Task objective
Count the lines in the entries below that contain the string "pole", treating uppercase and lowercase as different. Give only the number.

-- -- --

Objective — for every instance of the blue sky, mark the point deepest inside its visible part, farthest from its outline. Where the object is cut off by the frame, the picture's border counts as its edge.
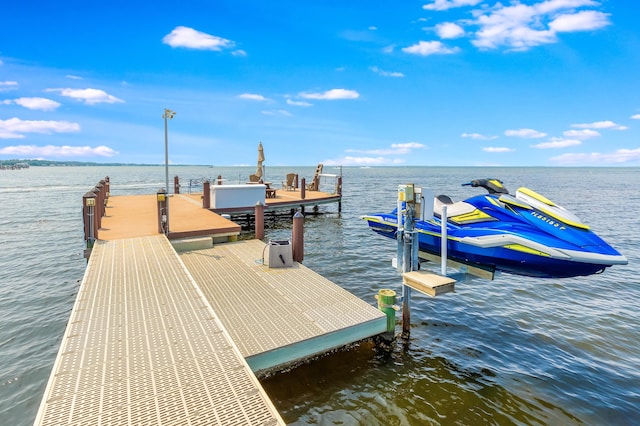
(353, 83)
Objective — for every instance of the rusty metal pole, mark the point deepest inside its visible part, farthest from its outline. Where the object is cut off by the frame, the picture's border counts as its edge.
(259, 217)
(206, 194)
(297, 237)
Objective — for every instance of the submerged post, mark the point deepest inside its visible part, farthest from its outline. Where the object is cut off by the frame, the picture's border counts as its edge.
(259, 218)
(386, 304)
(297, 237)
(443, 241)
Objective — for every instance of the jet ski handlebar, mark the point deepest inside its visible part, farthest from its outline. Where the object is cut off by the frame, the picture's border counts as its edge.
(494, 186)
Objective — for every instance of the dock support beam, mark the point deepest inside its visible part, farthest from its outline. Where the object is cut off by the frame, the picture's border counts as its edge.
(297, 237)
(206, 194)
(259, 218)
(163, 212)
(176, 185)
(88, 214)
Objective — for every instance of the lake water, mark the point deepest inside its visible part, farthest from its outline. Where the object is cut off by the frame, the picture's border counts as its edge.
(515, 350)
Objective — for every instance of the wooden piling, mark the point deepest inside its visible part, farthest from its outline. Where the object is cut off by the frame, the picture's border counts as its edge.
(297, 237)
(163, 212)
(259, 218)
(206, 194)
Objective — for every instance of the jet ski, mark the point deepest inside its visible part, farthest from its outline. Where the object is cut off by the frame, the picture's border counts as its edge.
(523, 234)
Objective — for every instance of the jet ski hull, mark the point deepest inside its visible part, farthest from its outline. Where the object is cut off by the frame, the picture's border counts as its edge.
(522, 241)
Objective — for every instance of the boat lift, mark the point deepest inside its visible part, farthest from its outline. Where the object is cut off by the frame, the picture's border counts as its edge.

-- -- --

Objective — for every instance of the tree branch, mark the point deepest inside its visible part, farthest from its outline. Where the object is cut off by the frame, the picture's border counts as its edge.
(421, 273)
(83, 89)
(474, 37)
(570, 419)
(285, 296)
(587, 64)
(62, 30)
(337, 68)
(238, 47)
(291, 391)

-- -- --

Response
1